(Records from a data collection)
--- Begin ---
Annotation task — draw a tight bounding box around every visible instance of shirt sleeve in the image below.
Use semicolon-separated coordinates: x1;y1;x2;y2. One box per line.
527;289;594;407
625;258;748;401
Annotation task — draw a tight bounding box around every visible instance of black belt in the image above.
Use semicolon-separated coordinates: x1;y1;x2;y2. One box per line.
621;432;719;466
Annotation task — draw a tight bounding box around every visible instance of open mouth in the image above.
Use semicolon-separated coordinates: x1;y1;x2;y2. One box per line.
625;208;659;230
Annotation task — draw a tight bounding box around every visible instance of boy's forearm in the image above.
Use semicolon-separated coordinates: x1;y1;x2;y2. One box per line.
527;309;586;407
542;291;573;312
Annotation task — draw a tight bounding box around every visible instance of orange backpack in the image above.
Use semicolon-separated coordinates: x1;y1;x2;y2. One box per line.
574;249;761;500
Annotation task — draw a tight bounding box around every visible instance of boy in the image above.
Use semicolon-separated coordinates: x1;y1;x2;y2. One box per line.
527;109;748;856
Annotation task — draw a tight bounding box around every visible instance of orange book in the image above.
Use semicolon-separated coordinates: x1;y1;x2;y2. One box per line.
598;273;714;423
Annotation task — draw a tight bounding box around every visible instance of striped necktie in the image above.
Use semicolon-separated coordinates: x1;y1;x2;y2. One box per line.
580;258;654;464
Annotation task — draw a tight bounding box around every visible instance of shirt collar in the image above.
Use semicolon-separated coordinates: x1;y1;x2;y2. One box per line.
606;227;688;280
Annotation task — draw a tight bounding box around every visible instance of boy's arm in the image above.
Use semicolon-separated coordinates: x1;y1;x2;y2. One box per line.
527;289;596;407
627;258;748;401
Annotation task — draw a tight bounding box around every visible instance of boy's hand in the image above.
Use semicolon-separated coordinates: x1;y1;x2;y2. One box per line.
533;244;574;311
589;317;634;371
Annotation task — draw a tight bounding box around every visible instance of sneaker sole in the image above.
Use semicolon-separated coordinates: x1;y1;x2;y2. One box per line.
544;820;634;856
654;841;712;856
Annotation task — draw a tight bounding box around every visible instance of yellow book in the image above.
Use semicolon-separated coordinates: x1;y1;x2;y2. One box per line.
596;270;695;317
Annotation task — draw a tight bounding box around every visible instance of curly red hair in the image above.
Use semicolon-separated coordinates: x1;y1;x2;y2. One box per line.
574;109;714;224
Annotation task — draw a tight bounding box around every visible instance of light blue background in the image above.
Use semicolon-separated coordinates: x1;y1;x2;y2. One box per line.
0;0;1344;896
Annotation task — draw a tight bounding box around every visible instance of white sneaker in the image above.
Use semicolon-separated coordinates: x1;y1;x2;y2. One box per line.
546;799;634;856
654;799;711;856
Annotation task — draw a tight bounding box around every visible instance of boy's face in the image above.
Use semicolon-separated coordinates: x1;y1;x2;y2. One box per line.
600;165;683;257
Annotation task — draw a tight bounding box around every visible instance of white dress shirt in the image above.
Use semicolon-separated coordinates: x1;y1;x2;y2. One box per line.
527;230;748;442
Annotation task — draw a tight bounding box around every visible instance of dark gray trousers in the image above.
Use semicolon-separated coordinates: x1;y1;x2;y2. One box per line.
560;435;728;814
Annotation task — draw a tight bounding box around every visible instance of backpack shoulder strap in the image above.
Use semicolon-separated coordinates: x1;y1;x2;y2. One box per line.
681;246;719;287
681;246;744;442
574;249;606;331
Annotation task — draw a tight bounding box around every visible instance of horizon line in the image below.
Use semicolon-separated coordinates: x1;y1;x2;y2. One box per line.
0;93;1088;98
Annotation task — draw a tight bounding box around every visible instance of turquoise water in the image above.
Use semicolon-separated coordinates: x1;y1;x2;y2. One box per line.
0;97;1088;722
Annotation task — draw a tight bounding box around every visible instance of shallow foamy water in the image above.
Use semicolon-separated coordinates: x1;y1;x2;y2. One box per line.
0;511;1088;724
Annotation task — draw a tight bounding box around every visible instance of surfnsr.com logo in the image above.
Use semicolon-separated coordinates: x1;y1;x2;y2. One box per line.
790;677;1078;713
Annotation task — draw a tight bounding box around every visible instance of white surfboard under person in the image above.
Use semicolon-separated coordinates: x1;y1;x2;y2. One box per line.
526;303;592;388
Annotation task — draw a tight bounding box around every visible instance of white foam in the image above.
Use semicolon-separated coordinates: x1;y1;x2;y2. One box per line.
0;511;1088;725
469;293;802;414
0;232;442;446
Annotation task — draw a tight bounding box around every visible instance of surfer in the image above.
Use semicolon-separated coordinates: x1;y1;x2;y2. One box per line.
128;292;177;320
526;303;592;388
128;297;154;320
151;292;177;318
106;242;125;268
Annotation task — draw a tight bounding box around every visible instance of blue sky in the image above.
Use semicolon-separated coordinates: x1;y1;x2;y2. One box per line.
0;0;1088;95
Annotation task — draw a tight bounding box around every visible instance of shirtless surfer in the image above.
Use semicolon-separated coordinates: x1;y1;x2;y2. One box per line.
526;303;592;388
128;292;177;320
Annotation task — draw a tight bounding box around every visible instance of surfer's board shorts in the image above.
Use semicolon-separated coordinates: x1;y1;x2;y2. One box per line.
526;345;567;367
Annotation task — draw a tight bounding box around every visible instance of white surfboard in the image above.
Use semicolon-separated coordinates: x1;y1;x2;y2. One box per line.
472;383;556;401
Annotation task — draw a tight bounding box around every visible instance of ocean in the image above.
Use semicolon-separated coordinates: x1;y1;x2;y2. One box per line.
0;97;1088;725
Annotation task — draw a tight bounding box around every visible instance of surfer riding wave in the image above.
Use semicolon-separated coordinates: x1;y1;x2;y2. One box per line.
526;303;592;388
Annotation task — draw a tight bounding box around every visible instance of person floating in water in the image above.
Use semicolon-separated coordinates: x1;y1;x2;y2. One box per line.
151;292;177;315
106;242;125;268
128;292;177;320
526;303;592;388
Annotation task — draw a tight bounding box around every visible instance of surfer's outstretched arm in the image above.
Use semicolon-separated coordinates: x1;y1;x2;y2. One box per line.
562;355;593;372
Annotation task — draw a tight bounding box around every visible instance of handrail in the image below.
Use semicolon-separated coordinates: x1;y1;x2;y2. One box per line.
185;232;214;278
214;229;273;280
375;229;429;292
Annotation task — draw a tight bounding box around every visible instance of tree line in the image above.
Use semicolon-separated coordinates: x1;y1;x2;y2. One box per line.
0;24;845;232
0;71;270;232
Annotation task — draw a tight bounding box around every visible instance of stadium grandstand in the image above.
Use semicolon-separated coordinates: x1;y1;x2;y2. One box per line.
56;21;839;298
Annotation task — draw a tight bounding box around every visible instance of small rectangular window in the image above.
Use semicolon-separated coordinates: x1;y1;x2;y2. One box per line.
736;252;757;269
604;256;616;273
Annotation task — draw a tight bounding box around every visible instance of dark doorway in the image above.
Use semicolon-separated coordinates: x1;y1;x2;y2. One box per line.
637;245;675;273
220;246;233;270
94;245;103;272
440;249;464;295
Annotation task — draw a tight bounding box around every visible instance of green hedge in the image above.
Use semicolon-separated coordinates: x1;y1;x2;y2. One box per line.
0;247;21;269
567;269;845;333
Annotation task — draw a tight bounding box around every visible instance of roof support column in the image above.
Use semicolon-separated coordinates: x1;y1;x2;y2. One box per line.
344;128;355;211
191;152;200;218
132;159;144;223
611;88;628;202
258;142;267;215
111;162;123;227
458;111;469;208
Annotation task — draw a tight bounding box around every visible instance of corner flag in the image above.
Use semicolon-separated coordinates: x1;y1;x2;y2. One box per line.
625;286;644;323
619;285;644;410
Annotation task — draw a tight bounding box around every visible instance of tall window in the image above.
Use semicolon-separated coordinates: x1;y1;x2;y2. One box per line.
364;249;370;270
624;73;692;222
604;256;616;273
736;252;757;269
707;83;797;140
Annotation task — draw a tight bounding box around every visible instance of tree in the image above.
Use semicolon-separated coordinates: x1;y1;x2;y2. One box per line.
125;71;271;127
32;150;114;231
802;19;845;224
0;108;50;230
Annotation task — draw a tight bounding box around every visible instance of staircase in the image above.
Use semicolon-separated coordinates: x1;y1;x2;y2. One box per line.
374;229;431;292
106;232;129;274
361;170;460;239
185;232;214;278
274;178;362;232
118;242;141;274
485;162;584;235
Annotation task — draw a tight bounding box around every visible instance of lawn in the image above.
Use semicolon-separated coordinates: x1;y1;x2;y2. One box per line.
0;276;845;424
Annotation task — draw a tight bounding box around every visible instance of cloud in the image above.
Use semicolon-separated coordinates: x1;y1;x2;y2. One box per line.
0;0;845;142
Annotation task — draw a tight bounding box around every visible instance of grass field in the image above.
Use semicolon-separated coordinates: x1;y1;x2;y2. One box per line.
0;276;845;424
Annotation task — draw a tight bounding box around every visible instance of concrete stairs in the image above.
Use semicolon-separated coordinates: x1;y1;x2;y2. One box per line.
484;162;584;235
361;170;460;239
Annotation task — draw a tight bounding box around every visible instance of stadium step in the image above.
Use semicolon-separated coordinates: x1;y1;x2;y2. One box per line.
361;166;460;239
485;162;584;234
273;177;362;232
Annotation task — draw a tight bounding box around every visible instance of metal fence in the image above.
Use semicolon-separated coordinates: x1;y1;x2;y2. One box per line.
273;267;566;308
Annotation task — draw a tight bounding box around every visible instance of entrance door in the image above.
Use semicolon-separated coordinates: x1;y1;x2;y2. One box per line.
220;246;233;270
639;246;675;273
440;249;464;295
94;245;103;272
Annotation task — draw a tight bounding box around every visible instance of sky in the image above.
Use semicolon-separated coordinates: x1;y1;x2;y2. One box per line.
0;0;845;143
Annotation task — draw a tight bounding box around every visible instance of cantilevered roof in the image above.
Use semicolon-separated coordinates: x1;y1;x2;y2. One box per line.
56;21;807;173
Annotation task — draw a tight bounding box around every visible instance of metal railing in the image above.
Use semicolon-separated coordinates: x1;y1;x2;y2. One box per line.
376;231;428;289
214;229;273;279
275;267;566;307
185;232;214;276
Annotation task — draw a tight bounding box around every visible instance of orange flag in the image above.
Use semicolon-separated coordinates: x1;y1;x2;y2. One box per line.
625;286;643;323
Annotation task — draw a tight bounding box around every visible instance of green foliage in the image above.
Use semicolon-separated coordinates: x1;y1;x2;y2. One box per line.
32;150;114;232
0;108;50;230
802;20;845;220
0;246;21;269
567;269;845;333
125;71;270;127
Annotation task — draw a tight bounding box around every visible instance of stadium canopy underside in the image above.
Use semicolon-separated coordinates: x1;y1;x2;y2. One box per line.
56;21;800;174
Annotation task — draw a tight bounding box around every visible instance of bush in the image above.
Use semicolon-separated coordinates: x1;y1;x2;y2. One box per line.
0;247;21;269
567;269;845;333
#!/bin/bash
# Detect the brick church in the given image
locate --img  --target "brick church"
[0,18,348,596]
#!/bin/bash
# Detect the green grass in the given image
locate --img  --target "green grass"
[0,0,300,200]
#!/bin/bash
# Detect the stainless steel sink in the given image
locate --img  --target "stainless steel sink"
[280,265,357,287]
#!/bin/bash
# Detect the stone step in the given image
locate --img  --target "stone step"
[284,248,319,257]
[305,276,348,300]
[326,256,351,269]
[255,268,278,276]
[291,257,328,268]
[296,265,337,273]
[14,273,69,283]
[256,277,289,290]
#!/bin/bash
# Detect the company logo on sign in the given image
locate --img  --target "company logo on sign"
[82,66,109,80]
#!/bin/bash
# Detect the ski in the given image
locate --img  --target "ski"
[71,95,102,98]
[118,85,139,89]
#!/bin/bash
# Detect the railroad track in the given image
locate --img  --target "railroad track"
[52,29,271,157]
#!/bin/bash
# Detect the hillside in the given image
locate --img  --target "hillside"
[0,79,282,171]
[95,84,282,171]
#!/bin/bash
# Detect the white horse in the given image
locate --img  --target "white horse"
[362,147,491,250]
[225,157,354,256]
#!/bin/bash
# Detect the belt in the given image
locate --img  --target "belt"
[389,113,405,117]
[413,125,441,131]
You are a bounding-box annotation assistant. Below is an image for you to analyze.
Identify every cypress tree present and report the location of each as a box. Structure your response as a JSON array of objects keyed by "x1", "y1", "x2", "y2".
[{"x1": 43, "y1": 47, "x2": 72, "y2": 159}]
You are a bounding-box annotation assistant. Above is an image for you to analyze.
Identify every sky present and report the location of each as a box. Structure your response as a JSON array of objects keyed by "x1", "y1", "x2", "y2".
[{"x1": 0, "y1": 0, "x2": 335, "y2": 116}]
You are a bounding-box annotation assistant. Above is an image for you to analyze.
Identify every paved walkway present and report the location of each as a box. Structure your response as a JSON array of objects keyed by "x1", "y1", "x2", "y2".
--- End ---
◆ THE PROBLEM
Reproduce word for word the lines starting with the one that contains "face in the image above." and continuing through the one that contains "574;249;606;331".

◆ SOLUTION TO THIS TASK
Annotation task — draw a tight bounding box around every visible instance of boy's face in the image above.
Use semicolon-separated coordinates: x1;y1;x2;y2. One box per line.
600;165;683;257
Annotation task — draw a tight bounding box around every visible instance of white dress shirt in the image above.
Use semicolon-separated coordinates: x1;y1;x2;y2. One box per line.
527;230;748;442
Annotation task — draw a tight bounding box around every visible instance of dark gray trousers in the image above.
Use semicolon-separated coordinates: x1;y1;x2;y2. One box per line.
560;435;728;814
Annotation task — draw a tight bounding box around every visible instance of backpack shoulder strap in the image above.
Use semicolon-separated coordinates: x1;y1;x2;y2. One box per line.
681;246;719;287
681;246;744;442
574;249;606;331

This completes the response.